EXERCISE OBJECTIVE: Every entry should be copied exactly, with nothing added or dropped.

═══

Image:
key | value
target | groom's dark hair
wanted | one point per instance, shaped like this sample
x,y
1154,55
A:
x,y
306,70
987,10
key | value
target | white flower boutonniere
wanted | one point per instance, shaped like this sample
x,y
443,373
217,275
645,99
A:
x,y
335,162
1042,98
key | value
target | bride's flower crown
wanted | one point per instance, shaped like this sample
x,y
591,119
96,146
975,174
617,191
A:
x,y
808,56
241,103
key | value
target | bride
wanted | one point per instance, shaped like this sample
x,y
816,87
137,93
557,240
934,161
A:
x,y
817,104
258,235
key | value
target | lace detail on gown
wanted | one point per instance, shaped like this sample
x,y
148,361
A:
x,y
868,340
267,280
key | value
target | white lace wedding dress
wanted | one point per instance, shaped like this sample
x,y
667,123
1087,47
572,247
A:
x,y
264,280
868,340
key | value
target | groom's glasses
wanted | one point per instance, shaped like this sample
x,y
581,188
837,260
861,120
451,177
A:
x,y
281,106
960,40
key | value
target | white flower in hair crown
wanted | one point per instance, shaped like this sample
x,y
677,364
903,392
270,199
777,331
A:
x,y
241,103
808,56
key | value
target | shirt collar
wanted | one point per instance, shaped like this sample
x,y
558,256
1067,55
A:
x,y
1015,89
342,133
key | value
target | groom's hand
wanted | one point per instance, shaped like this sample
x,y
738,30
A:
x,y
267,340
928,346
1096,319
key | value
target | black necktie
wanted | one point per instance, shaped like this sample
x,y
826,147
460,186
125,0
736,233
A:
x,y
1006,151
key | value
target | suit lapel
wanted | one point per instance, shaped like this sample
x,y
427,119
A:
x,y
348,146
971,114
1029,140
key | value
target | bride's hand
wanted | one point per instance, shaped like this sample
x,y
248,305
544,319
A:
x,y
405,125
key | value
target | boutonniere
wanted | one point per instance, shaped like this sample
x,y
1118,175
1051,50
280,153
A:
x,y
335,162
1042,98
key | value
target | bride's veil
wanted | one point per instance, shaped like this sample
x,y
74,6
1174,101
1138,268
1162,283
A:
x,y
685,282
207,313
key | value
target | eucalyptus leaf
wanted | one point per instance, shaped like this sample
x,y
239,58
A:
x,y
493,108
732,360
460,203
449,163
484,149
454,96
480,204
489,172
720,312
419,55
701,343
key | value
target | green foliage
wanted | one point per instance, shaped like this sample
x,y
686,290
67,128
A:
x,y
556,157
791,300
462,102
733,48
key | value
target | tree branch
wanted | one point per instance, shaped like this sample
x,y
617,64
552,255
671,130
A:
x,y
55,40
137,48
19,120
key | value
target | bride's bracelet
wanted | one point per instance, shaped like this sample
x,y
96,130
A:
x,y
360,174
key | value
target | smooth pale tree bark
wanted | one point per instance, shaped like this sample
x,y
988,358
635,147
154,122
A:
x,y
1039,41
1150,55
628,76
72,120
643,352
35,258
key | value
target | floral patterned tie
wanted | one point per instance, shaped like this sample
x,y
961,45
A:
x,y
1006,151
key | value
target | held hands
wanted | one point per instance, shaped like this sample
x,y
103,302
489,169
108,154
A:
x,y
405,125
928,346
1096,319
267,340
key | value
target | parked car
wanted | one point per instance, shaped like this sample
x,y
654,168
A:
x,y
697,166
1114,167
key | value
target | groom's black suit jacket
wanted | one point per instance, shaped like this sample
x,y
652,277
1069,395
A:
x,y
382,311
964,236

═══

FINISHED EXERCISE:
Image:
key | value
target | groom's dark hair
wanted | one point per instance, shaped like this sample
x,y
1154,55
A:
x,y
306,70
987,10
key | value
target | white flower boutonniere
wanted | one point per instance, shaped like this sample
x,y
443,373
217,275
645,99
A:
x,y
335,162
1042,98
key | value
target | bride's flower crown
wanted | one point per instance, shaped like this sample
x,y
591,119
96,146
975,174
617,191
A:
x,y
808,56
241,103
key | value
target | bride
wanted | one point per instance, shaped like this sample
x,y
816,87
137,93
557,240
934,161
A:
x,y
817,104
258,235
key | value
target | lace detail on gown
wanted | one point per instance, shaped like this sample
x,y
148,361
A:
x,y
868,340
267,280
key | value
target | white lace wedding dress
wanted | one point per instance, shaped like this sample
x,y
667,123
1087,47
572,247
A:
x,y
264,280
868,340
key | value
target | groom's glasses
wanted | one point per instance, shaped like this sample
x,y
581,188
837,260
861,120
451,177
A:
x,y
281,106
960,40
key | value
target | white flower in hair crown
wanted | one point per instance, shaped like this sample
x,y
677,364
903,392
270,199
777,331
A:
x,y
241,103
808,56
key | value
target | shirt collar
wanted | one point per instance, shaped like this sample
x,y
558,256
1067,55
A:
x,y
1015,89
342,133
key | value
target | groom's hand
wanted | one point per instance, shaped like this sample
x,y
738,30
A:
x,y
267,340
928,346
1096,319
key | value
target | black necktie
wanted | one point per instance, shaped like this sample
x,y
826,147
460,186
125,0
736,233
A:
x,y
1006,151
key | value
target | suit lapel
wanted | one point per instance, shaped like this sample
x,y
427,119
A:
x,y
348,146
971,114
1029,140
key | value
target | bride's hand
wanted | one point per instance, shaped like this sample
x,y
248,305
544,319
A:
x,y
405,125
key | value
target | boutonniere
wanted | one point per instance, shaped like this sample
x,y
1118,175
1051,50
280,153
A:
x,y
335,162
1042,98
key | value
target | bride's veil
wanted | one point per instance, shaped like this sample
x,y
74,6
1174,101
1138,268
1162,283
A:
x,y
685,282
207,313
key | value
target | eucalyptus leaf
wanted | one point per instance, shaped like this sample
x,y
239,58
A:
x,y
493,108
732,360
460,203
449,163
484,149
454,96
480,204
489,172
720,312
419,55
701,343
key | value
target | green foliage
wanted | one point per instance, shaped like this sample
x,y
686,290
67,128
A:
x,y
556,157
791,300
462,102
733,48
key | value
target | tree branch
wanted | one point per instance, shaped like this sample
x,y
617,64
552,255
671,130
A:
x,y
55,40
137,48
19,120
key | value
target | bride's bracelet
wanted | one point per instance, shaped like this sample
x,y
96,130
A:
x,y
360,174
key | value
target | smooth pale tree bark
wanted | one point per instance, shaped like this sample
x,y
988,358
635,147
154,122
A:
x,y
1039,41
1150,55
628,76
72,120
643,352
35,258
key | value
target | floral patterned tie
wanted | one point per instance, shaped like this sample
x,y
961,45
A:
x,y
1006,151
key | value
target | held hands
wanted | one point per instance, shaped like this sample
x,y
103,302
489,169
108,154
A:
x,y
405,125
928,346
1096,319
267,340
key | value
target | parked car
wanted | one point per instance, shaped like this sample
x,y
654,168
A:
x,y
697,166
1114,167
key | value
target | groom's black suit jacket
wanted | one point per instance, shaped like this sample
x,y
652,277
1069,395
A:
x,y
382,311
964,236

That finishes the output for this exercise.